*Work order 1*
In the post about Latrobe Valley coal, retype the passage starting with "Brown coal contains" and going on through "little diesel machinery.".
*Work order 2*
Condense the paragraph of the post about Latrobe Valley coal that begins "Once the fog had lifted" into a short bulleted list that keeps its main facts.
*Work order 3*
According to the post about Latrobe Valley coal, roughly what share of brown coal is water?

*Extract to read*
· · · · · · ·
Man-made murk

Once the fog had lifted from the Latrobe Valley, the old Hazelwood Power Station near Morwell showed the true colour of its emissions — brown. Of course the real toxic output of such an outmoded technology — CO2 — is colourless, and all the more insidious for being invisible and thus unacted upon. Hazelwood produces 16 million tonnes of greenhouse gases each year — 15 per cent of Victoria’s total emissions.

It is also Australia’s largest single source of dioxin pollution.

Due to close in 2005,  its private owners asked, and were given permission, to keep pumping them out until 2031.

The brown sky trail edged around the valley for kilometres, still clearly visible beyond Traralgon where it seemed to bank up against the hills in what was, for a Hunter person, a more familiar milky pollution mist. It was not fog.

In the newer power stations like Loy Yang A and B, the only visible output is the water vapour from the cooling towers. Looks harmless, doesn’t it? Almost clean! But while the CO2 emitted is less than at Hazelwood, it is still more than our planet can stand.

Brown coal contains about 65 per cent water, and is 33 per cent dirtier than black coal as a CO2 emitter.

There is much research afoot into various ways of drying it and reducing emissions — but mostly only to as much as black coal. Not good enough!

A few scraps of fog hung in the mine void, but no dust. For local impact, brown coal mining is amazingly clean and tidy compared to our Hunter open cut black coal mines. Loy Yang uses big excavators and conveyor belts, all run on its own electricity — very little diesel machinery.

I was sorry to hear that Yallourn mine had not replaced its excavators, but went to diesel power. I thought of the infrasound impacts of that, as well as the fossil fuel consumption.

The brown coal is close to the surface so the amount of overburden removed is negligible – lower than the landscape level, no 200m high mountains of exposed dirt, as we have.

The Latrobe is proud of its brown coal and its power: they have lookouts and picnic areas, and detailed tours (by PowerWorks). I went down into the mine and right inside the station.

The Hunter has none of this; as I returned to its murk yesterday I was reminded why. They have nothing to be proud of.
Just look at the difference, at the air we are supposed to breathe without complaint.

Shame on you, every minister who has approved more mines and expansions.

Shame on you, Premier Keneally, for allowing these coal companies to do this to the people of the Hunter. Your easy revenue is not worth it; get creative, find another source.

Or talk to Dave Kerin in the Latrobe, as I did, where I was inspired by Eureka’s Future, an initiative of concerned Victorian unions who want to set up a co-operative solar hot water manufacturing enterprise to provide transition employment for Latrobe workers. And yet they aren’t getting the government funding they need to start up.

If they did, the Hazelwood workers could move across so they could close that dinosaur down.

A smart and visionary government would back Dave’s Eureka immediately. Shame on you, Premier Brumby, if you don’t. Maybe the fact that Victoria has privatised its power industry means that what’s best for the people and the planet comes last, after the profit imperative.

We urgently need such transition industries in the Hunter. 

2 thoughts on “Man-made murk”

  1. Couldn’t agree more Sandra re what is a resource to be valued. Sustainable ones, you’d think– but no. We need a drastic change of priorities.

  2. As coal companies buy up around Merriwa and there is government funded seismic testing for ‘resources’, I unfortunately do not see an end to it.
· · · · · · ·
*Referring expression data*
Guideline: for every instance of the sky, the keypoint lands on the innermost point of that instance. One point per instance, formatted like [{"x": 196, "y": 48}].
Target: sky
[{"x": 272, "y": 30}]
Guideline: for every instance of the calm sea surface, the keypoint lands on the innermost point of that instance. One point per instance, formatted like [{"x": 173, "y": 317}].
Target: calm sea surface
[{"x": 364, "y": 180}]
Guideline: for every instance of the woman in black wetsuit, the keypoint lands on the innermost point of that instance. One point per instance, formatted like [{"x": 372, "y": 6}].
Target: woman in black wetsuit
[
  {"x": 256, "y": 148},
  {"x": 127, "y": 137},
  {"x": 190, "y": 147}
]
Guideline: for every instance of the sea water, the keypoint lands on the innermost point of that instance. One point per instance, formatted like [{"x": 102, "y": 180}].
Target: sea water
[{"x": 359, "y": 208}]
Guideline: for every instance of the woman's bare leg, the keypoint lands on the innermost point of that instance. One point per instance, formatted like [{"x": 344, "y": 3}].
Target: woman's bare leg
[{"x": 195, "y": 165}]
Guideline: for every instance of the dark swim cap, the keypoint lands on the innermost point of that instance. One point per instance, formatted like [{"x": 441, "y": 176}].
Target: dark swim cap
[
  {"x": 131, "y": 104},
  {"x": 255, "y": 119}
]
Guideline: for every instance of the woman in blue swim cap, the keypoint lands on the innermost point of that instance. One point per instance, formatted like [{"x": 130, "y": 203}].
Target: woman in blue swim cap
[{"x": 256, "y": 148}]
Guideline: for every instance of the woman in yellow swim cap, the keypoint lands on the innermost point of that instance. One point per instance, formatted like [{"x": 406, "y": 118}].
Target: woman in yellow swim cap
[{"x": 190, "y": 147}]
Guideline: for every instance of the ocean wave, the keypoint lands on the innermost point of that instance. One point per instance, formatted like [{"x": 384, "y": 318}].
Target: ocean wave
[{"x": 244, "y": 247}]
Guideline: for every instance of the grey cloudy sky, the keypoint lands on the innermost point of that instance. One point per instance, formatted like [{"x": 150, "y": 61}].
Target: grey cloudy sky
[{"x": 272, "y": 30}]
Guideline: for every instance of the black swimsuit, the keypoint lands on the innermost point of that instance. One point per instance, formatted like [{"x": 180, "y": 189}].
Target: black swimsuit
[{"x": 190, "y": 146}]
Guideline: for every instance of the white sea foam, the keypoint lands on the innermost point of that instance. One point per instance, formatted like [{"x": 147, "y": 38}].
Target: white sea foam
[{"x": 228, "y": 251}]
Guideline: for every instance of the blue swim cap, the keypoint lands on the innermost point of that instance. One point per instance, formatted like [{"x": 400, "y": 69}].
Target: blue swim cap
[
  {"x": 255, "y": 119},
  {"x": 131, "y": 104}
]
· · · · · · ·
*Written reply 1*
Brown coal contains about 65 per cent water, and is 33 per cent dirtier than black coal as a CO2 emitter.

There is much research afoot into various ways of drying it and reducing emissions — but mostly only to as much as black coal. Not good enough!

A few scraps of fog hung in the mine void, but no dust. For local impact, brown coal mining is amazingly clean and tidy compared to our Hunter open cut black coal mines. Loy Yang uses big excavators and conveyor belts, all run on its own electricity — very little diesel machinery.

*Written reply 2*
- After the fog lifted, the emissions from the old Hazelwood Power Station near Morwell were visibly brown.
- Its main toxic output, CO2, is colorless, and because it is invisible it goes unacted upon.
- Hazelwood produces 16 million tonnes of greenhouse gases a year, 15 percent of Victoria's total emissions.

*Written reply 3*
About 65 percent.